**Task**
Retype the entries below exactly, dropping the images.

Segmentation mask data
.....
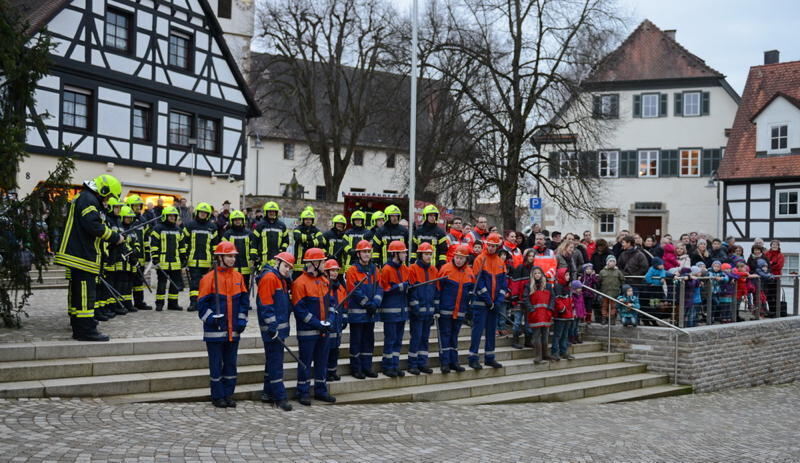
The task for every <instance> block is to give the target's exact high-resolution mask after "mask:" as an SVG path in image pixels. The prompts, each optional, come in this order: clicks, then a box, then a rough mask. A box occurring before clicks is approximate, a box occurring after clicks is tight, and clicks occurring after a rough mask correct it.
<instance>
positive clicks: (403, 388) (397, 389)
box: [336, 360, 647, 404]
mask: <svg viewBox="0 0 800 463" xmlns="http://www.w3.org/2000/svg"><path fill="white" fill-rule="evenodd" d="M562 362H563V363H565V364H567V365H568V364H569V362H570V361H567V360H562V361H561V362H557V363H556V365H558V364H559V363H562ZM548 366H549V364H548ZM646 369H647V367H646V365H643V364H638V363H625V362H617V363H610V364H601V365H589V366H581V367H577V366H576V367H575V368H569V367H567V368H564V369H557V370H550V369H549V368H548V369H547V370H545V371H537V372H533V373H527V374H511V375H505V376H502V375H500V376H499V377H489V378H481V379H475V380H468V381H458V382H456V383H452V384H448V385H447V387H442V386H441V385H438V384H426V385H423V386H412V387H403V388H394V389H382V390H376V391H372V392H367V393H361V394H346V395H343V396H340V397H337V402H336V403H338V404H348V403H350V404H357V403H376V402H381V403H383V402H433V401H446V400H456V399H464V398H476V397H480V396H490V397H495V396H496V395H503V394H509V393H514V392H517V391H523V390H533V389H535V388H536V389H543V388H547V387H553V386H559V385H564V384H570V383H577V382H583V381H591V380H597V379H605V378H610V377H616V376H628V375H634V374H638V373H643V372H644V371H646ZM481 371H482V370H481Z"/></svg>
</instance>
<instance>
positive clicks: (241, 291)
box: [197, 267, 250, 342]
mask: <svg viewBox="0 0 800 463" xmlns="http://www.w3.org/2000/svg"><path fill="white" fill-rule="evenodd" d="M214 280H215V278H214V270H213V269H212V270H211V271H210V272H208V273H206V274H205V275H203V278H202V279H200V290H199V292H198V295H197V316H198V317H200V320H202V321H203V341H205V342H223V341H238V340H239V334H240V333H241V332H242V331H244V328H245V327H246V326H247V312H248V311H249V310H250V298H249V297H248V293H247V292H246V291H245V286H244V278H243V277H242V274H241V273H239V272H237V271H236V270H234V269H232V268H225V267H218V269H217V277H216V280H217V282H218V284H219V288H217V287H216V285H215V284H214ZM215 299H216V300H217V301H219V303H217V302H215Z"/></svg>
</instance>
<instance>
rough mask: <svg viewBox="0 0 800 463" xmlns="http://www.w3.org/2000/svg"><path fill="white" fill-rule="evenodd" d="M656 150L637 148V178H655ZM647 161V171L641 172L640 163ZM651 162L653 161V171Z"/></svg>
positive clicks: (655, 175)
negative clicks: (647, 166)
mask: <svg viewBox="0 0 800 463" xmlns="http://www.w3.org/2000/svg"><path fill="white" fill-rule="evenodd" d="M658 156H659V151H658V150H639V153H638V156H637V160H638V161H639V162H638V163H637V166H636V169H637V172H638V177H639V178H656V177H658V160H659V159H658ZM645 162H646V163H647V166H648V167H647V171H646V172H645V173H643V171H642V164H643V163H645ZM652 163H655V172H653V166H652Z"/></svg>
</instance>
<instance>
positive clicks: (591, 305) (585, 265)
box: [581, 263, 600, 323]
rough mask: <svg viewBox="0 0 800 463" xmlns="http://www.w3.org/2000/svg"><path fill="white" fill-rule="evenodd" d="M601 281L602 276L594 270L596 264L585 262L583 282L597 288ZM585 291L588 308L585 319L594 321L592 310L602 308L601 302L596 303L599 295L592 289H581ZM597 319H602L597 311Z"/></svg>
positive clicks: (591, 321)
mask: <svg viewBox="0 0 800 463" xmlns="http://www.w3.org/2000/svg"><path fill="white" fill-rule="evenodd" d="M599 282H600V278H599V277H598V276H597V273H595V271H594V265H593V264H591V263H586V264H583V275H581V284H583V286H586V287H588V288H592V289H597V285H598V284H599ZM581 292H582V293H583V305H584V306H585V308H586V317H584V321H585V322H586V323H592V312H594V311H595V310H598V311H599V310H600V306H599V304H596V303H597V302H598V301H597V295H596V294H595V293H593V292H592V291H588V290H587V291H581ZM594 318H595V320H599V319H600V315H599V313H596V314H595V316H594Z"/></svg>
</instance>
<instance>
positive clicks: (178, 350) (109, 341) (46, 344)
mask: <svg viewBox="0 0 800 463" xmlns="http://www.w3.org/2000/svg"><path fill="white" fill-rule="evenodd" d="M198 323H199V321H198ZM375 328H376V329H375V342H382V341H383V330H382V326H381V325H380V324H378V325H376V327H375ZM436 334H437V331H436V329H435V327H433V328H431V339H435V338H436ZM469 335H470V329H469V327H467V326H463V327H462V328H461V331H460V332H459V337H464V336H469ZM403 337H404V339H405V340H408V338H409V333H408V328H406V331H405V333H404V336H403ZM497 339H498V340H501V339H506V338H497ZM349 342H350V332H349V330H345V331H344V332H343V333H342V344H343V345H347V344H348V343H349ZM286 344H287V345H289V346H290V347H292V346H293V347H296V346H297V338H296V337H295V336H290V337H289V338H287V340H286ZM262 346H263V344H262V342H261V336H260V335H259V334H258V327H256V329H255V330H250V331H249V332H245V334H244V335H243V336H242V338H241V340H240V341H239V349H250V348H261V347H262ZM600 348H601V344H600V343H598V342H586V343H583V344H576V345H575V346H574V352H592V351H596V350H599V349H600ZM193 351H195V352H196V351H200V352H205V351H206V347H205V344H204V343H203V341H202V339H201V338H200V336H199V335H198V336H170V337H149V338H114V339H112V340H111V341H109V342H103V343H97V342H77V341H34V342H25V343H4V344H3V343H0V359H2V360H3V361H4V362H6V361H8V362H11V361H22V360H53V359H70V358H85V357H106V356H114V355H140V354H160V353H173V352H193Z"/></svg>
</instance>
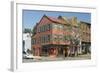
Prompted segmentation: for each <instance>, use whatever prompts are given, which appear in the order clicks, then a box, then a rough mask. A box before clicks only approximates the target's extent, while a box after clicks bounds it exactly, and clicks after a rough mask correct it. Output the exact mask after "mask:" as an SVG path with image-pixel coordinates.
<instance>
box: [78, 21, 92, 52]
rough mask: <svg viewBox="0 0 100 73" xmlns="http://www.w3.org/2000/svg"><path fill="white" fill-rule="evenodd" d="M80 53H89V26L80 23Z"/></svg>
.....
**Written answer**
The task for every <instance> block is to give the target's exact high-resolution mask after "mask:" as an SVG path in image pixels. The prompts, each optional, come in this order: clicks, then a box, then a rough mask. A box occurring before clicks is approximate, a box occurring after clicks is tight, and clicks occurring after a rough mask correct it.
<instance>
positive clicks: (403, 388) (397, 389)
box: [336, 360, 647, 404]
mask: <svg viewBox="0 0 800 463" xmlns="http://www.w3.org/2000/svg"><path fill="white" fill-rule="evenodd" d="M562 362H563V363H565V364H567V365H568V364H569V362H570V361H567V360H562V361H561V362H557V363H556V365H558V364H559V363H562ZM548 366H549V364H548ZM646 369H647V367H646V365H643V364H638V363H625V362H617V363H610V364H601V365H589V366H581V367H577V366H576V367H575V368H569V367H567V368H564V369H557V370H550V369H549V368H548V369H547V370H545V371H537V372H533V373H527V374H511V375H505V376H502V375H500V376H499V377H489V378H481V379H475V380H468V381H458V382H456V383H452V384H448V385H447V387H442V386H441V385H438V384H426V385H423V386H412V387H403V388H394V389H382V390H376V391H372V392H367V393H361V394H346V395H343V396H340V397H337V402H336V403H338V404H348V403H350V404H357V403H376V402H381V403H383V402H433V401H446V400H456V399H464V398H476V397H480V396H490V397H495V396H496V395H503V394H509V393H514V392H517V391H523V390H533V389H535V388H536V389H543V388H547V387H553V386H559V385H564V384H570V383H577V382H583V381H591V380H597V379H605V378H610V377H616V376H628V375H634V374H638V373H643V372H644V371H646ZM481 371H482V370H481Z"/></svg>
</instance>
<instance>
positive clicks: (241, 291)
box: [197, 267, 250, 342]
mask: <svg viewBox="0 0 800 463" xmlns="http://www.w3.org/2000/svg"><path fill="white" fill-rule="evenodd" d="M214 280H215V278H214V270H213V269H212V270H211V271H210V272H208V273H206V274H205V275H203V278H202V279H200V290H199V292H198V295H197V316H198V317H200V320H202V321H203V341H205V342H223V341H238V340H239V334H240V333H241V332H242V331H244V328H245V327H246V326H247V312H248V311H249V310H250V298H249V297H248V293H247V292H246V291H245V286H244V278H243V277H242V274H241V273H239V272H237V271H236V270H234V269H232V268H225V267H218V269H217V277H216V280H217V282H218V284H219V288H217V287H216V285H215V284H214ZM215 299H216V300H217V301H219V303H217V302H215Z"/></svg>
</instance>
<instance>
rough mask: <svg viewBox="0 0 800 463" xmlns="http://www.w3.org/2000/svg"><path fill="white" fill-rule="evenodd" d="M656 150L637 148V178H655ZM647 161V171L641 172L640 163ZM651 162L653 161V171Z"/></svg>
positive clicks: (655, 175)
negative clicks: (647, 166)
mask: <svg viewBox="0 0 800 463" xmlns="http://www.w3.org/2000/svg"><path fill="white" fill-rule="evenodd" d="M658 156H659V151H658V150H639V153H638V156H637V160H638V161H639V162H638V163H637V166H636V169H637V172H638V177H639V178H656V177H658V160H659V159H658ZM645 162H646V163H647V166H648V167H647V171H646V172H645V173H643V171H642V164H643V163H645ZM652 163H655V172H653V166H652Z"/></svg>
</instance>
<instance>
positive clicks: (591, 305) (585, 265)
box: [581, 263, 600, 323]
rough mask: <svg viewBox="0 0 800 463" xmlns="http://www.w3.org/2000/svg"><path fill="white" fill-rule="evenodd" d="M601 281L602 276L594 270L596 264L585 262L583 282L597 288ZM585 291L588 308L585 319L594 321L592 310L602 308L601 302L596 303L599 295L592 289H581ZM597 319H602L597 311Z"/></svg>
positive clicks: (591, 321)
mask: <svg viewBox="0 0 800 463" xmlns="http://www.w3.org/2000/svg"><path fill="white" fill-rule="evenodd" d="M599 282H600V278H599V277H598V276H597V273H595V271H594V265H593V264H591V263H586V264H583V275H581V284H583V286H586V287H588V288H592V289H597V285H598V284H599ZM581 292H582V293H583V305H584V306H585V308H586V317H584V321H585V322H586V323H592V312H594V311H595V310H598V311H599V310H600V306H599V304H596V303H597V302H598V301H597V295H596V294H595V293H593V292H592V291H588V290H587V291H581ZM594 318H595V320H599V319H600V315H599V313H596V314H595V316H594Z"/></svg>
</instance>
<instance>
positive clicks: (178, 350) (109, 341) (46, 344)
mask: <svg viewBox="0 0 800 463" xmlns="http://www.w3.org/2000/svg"><path fill="white" fill-rule="evenodd" d="M198 323H199V321H198ZM375 328H376V329H375V342H382V341H383V330H382V326H381V325H380V324H378V325H376V327H375ZM436 334H437V331H436V329H435V327H433V328H431V339H435V338H436ZM469 335H470V329H469V327H467V326H463V327H462V328H461V331H460V332H459V337H464V336H469ZM403 337H404V339H405V340H408V338H409V333H408V328H406V331H405V333H404V336H403ZM497 339H498V340H501V339H506V338H497ZM349 342H350V332H349V330H345V331H344V332H343V333H342V344H343V345H347V344H348V343H349ZM286 344H287V345H289V346H290V347H292V346H293V347H296V346H297V338H296V337H295V336H290V337H289V338H287V340H286ZM262 346H263V344H262V342H261V336H260V335H259V334H258V327H256V329H255V330H250V331H249V332H245V334H244V335H243V336H242V338H241V340H240V341H239V349H250V348H261V347H262ZM600 348H601V344H600V343H598V342H586V343H583V344H576V345H575V346H574V352H592V351H596V350H599V349H600ZM193 351H195V352H196V351H200V352H205V351H206V347H205V344H204V343H203V341H202V339H201V338H200V336H199V335H198V336H170V337H149V338H114V339H112V340H111V341H109V342H103V343H97V342H77V341H34V342H25V343H4V344H3V343H0V359H2V360H3V361H4V362H6V361H8V362H11V361H22V360H53V359H70V358H85V357H106V356H114V355H140V354H160V353H173V352H193Z"/></svg>
</instance>
Prompted segmentation: for each <instance>, use whatever prompts are given, which appear in the order clicks, then a box, then a rough mask. A box before clicks only approximates the target's extent, while a box after clicks bounds it exactly, and clicks after a rough mask correct it. Output the exact mask after "mask:" as an SVG path with image-pixel coordinates.
<instance>
box: [78, 21, 92, 52]
rough mask: <svg viewBox="0 0 100 73" xmlns="http://www.w3.org/2000/svg"><path fill="white" fill-rule="evenodd" d="M80 53H89V26L80 23Z"/></svg>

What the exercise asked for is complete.